[Referring expression data]
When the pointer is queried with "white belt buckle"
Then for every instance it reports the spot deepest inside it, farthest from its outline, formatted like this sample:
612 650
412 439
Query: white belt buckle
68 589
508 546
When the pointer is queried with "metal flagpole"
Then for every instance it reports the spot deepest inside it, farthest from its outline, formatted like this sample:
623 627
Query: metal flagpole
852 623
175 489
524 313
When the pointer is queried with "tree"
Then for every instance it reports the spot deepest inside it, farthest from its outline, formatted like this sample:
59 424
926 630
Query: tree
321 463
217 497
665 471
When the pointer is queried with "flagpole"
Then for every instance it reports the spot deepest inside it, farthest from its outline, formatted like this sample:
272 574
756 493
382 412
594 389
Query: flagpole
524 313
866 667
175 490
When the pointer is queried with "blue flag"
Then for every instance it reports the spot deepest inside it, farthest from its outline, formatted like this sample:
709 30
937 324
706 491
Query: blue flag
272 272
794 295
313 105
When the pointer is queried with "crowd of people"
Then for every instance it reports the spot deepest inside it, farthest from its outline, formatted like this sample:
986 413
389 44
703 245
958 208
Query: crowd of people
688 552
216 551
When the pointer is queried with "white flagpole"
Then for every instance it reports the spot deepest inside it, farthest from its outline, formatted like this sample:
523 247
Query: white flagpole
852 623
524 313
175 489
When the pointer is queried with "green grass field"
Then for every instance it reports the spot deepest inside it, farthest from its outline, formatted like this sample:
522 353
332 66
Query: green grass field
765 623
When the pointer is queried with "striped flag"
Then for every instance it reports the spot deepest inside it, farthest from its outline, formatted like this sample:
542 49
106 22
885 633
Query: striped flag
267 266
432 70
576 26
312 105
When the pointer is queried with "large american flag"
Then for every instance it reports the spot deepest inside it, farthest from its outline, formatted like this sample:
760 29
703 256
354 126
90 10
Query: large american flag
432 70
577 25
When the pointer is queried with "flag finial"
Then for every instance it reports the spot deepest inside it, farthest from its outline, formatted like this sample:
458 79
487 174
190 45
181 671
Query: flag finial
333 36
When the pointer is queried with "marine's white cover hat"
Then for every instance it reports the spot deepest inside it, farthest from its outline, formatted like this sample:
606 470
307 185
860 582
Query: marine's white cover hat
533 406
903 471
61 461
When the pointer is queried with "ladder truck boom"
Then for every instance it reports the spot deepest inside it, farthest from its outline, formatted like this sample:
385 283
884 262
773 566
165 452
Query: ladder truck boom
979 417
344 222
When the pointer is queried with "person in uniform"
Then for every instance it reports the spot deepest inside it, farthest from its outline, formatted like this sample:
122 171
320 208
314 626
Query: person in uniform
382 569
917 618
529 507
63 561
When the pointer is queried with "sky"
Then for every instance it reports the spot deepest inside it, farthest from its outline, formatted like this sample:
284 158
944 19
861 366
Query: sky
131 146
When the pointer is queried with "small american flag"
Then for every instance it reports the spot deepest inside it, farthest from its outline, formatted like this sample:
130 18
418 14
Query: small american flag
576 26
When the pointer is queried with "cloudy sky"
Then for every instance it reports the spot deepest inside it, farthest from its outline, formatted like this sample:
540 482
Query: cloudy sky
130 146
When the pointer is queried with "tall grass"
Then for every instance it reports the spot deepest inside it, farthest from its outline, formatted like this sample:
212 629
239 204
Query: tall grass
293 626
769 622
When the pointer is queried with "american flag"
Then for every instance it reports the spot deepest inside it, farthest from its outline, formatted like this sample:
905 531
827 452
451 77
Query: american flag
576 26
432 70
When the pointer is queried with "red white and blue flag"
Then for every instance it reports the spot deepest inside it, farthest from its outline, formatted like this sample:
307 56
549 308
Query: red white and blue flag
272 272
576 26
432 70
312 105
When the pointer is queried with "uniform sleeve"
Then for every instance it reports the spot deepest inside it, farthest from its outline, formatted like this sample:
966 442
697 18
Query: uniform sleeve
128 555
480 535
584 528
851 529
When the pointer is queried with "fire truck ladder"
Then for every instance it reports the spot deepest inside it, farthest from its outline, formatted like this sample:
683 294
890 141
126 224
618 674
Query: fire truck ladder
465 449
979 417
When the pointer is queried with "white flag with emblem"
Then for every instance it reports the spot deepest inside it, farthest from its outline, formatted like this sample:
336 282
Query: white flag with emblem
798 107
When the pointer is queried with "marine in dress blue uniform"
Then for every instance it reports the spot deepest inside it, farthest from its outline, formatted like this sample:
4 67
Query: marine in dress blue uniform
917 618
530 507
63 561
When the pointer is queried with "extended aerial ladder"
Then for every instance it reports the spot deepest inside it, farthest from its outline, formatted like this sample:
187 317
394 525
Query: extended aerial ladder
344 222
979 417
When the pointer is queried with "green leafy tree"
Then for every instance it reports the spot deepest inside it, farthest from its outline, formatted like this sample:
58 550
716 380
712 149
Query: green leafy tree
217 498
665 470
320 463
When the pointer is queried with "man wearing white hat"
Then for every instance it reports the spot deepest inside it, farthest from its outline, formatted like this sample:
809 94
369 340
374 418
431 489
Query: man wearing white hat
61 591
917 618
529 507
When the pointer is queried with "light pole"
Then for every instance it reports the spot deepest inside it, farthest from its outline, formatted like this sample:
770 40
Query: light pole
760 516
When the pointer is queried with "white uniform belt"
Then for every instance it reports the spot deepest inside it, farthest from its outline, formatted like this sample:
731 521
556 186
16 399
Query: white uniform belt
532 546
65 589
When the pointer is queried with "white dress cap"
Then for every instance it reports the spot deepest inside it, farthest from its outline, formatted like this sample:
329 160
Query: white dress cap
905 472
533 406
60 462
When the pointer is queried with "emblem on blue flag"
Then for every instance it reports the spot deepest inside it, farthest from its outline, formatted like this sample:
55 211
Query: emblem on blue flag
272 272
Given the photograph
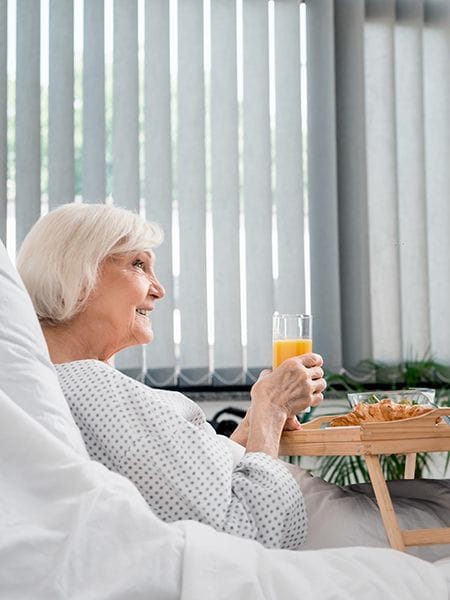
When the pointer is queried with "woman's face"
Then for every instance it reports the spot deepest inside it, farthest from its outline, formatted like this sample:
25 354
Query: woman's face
118 310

◆ Problem details ◆
Without the images, print all of the lines above exactly.

◆ Answer area ◆
When the pointer is queried with "white belt buckle"
Then for every instance it reports the spot deepest inside it, farthest from its outline, formatted like this sample:
612 650
412 439
Query: white belt buckle
68 589
508 546
When the pointer is queried with "metal flagpole"
Then for every instance it reports the spot deepest inside it, farthest from its outline, formatted like this sample:
623 627
Query: metal flagpole
852 623
175 489
524 313
When the pointer is queried with "tree"
Then for every instance it reports the spot deepest inside it, farthest from its outline, formatted like this sample:
59 424
926 630
Query: tree
321 463
217 497
665 471
When the pointer is queried with "flagpole"
Then for every instance it reports the spot deepest inside it, farthest from its outline, formatted like this sample:
272 574
756 493
382 412
594 389
Query: flagpole
524 313
866 667
175 490
When the pointer is queried with "blue flag"
Then for every instance it reports the spot deepest inside it, farthest from its outline, formatted like this sample:
709 30
937 324
706 491
Query: blue flag
272 272
794 295
313 105
When the pointer is queried with "crowd of people"
Then for every instance it reports the spot deepest inside it, farthest from its outline, formatted like this sample:
986 413
389 44
703 245
958 208
Query: crowd of people
688 552
216 551
When the pointer is queried with "white flagpole"
Then for every instance it reports the spot deepest inside it, farthest from its outline, formatted like this sample:
523 247
Query: white flagpole
852 623
524 313
175 489
When the pointer is queried with "green grass field"
Then for every instance it reports the spot deepest inside it, farthest from its outline, formatted like this sample:
522 353
332 66
Query: green grass field
765 623
When the pointer is queried with "striped flag"
Then for every instance it reports the spot deepest inside it, farthest from its outline, formatted like this sample:
542 49
106 22
885 633
Query: striped flag
267 266
432 70
576 26
312 105
When the pointer is queried with "large american flag"
Then for every instance it reports the spot deepest inside it, farthest from its outline, formatted like this sample:
760 29
703 256
354 126
90 10
Query: large american flag
432 70
577 25
When the pointer is queried with "flag finial"
Then for every instance it reports the spot deepest inside it, farthest from its outline, formatted like this sample:
458 79
487 174
190 45
181 671
Query: flag finial
333 36
When the pointer is queried with "marine's white cover hat"
Then for every instance it reports the spot deepest inside it, farthest from its outline, formatted like this sample:
606 470
307 185
860 582
Query: marine's white cover hat
533 406
903 471
61 461
When the pointer is queried with "ladder truck boom"
Then for every instance it reports the spot deepest inside it, farthest from its outline, formatted like this sample:
385 283
884 262
773 566
165 452
Query: ladder truck boom
979 417
344 222
When the pointer is queried with "person in uniform"
Then for every instance it reports the spot deepest inside it, farthest from its outline, formatted like this sample:
122 171
320 208
314 626
Query: person in uniform
382 569
917 618
529 507
63 561
When the pointer is queried with "sky"
Then for every instance it reports the spot deepest inside it, farthest from its outline, formatted like this sample:
284 158
944 19
861 366
Query: sky
131 146
When the pointer is queried with "small american flag"
Then for every instance it reports the spot deepest inside it, farthest from its outline, formatted like this sample:
130 18
418 14
Query: small american flag
576 26
When the pointer is queried with "cloudy sky"
Then for every instance it reports the spot deepest inside it, farthest from its outline, formatted like this sample:
540 482
Query: cloudy sky
130 146
When the pointer is queried with "tall grass"
Then for every instance it reports the spot deepest inside it, farthest from its outline, formatted like this sample:
212 629
239 204
Query: tall grass
293 626
769 622
When the pointer is queried with "american flag"
Then for every instance it reports the spot deepest inside it, farthest from its outline, formatted like this sample:
905 531
827 452
451 77
Query: american flag
576 26
432 70
When the pointer is queried with "red white and blue flag"
Then for every instance it reports the spot deepest inside it, farthest from its outline, formatted like this sample:
307 56
549 308
Query: red white and blue flag
272 272
576 26
432 70
312 105
When the pointer is queried with "uniform sleeve"
Then for every instance it reports the spot deepest inside it, farthest from its outline, formatted like this sample:
966 442
697 18
Query: uniform sleeve
128 555
480 535
584 528
851 529
When the pointer is queried with "fire truck ladder"
Then for every instance it reports the spot deepest inside it, farthest from its outline, formatted like this sample:
683 294
890 141
126 224
618 674
Query: fire truck ladder
465 449
979 417
When the pointer is queried with "white flag with emblem"
Then for every instance it reports the spot deepest inside it, farthest from its outline, formatted like this sample:
336 282
Query: white flag with emblem
798 107
When the pointer is queried with "marine in dress blue uniform"
Then for every instance it reports the spot deepest inside it, farthest from its outline, formatted like this sample:
4 67
Query: marine in dress blue uniform
917 618
530 507
63 561
When the pointer is queried with "extended aerial ladder"
Then for every instance it reports the spot deepest inside it, farthest from its outline, formatted like this sample:
187 317
394 525
Query: extended aerial ladder
344 222
979 417
When the pointer is queried with "green leafy tree"
Then for every instance it reports the spot deepest inside it, farthest from its outline, formatted like this sample:
58 550
716 380
712 149
Query: green leafy tree
217 498
665 470
320 463
When the pointer is queried with "man wearing white hat"
Then for every instance it reports the spot deepest inside it, farthest from its outline, formatted like this sample:
809 94
369 340
374 418
431 489
Query: man wearing white hat
61 591
917 618
529 507
When the pointer is queried with "light pole"
Then for every instance it reports the spot deepest inside it, farthest from its outline, formatted like this sample:
770 40
Query: light pole
760 516
When the pointer is queried with "white uniform belt"
Then for every instance it reports the spot deepest inside it, farthest from its outline, formatted like this sample:
731 521
556 186
16 399
Query: white uniform belt
532 546
65 589
When the pointer is queried with "white dress cap"
Then for every instance it reports the spot deepest inside it, farthest from its outline, formatted like this sample:
329 160
Query: white dress cap
905 472
533 406
60 462
When the pointer is queried with "emblem on blue flag"
Then for every instance it reports the spot deepest inside it, farthest from its outline, formatted like this sample:
55 211
Query: emblem on blue flag
272 272
Given the photograph
When the pointer is queried with "woman's face"
Then for every instance it reports the spot deepest inside it, farthest from its outline, formatted like this sample:
25 354
Query: woman's face
118 310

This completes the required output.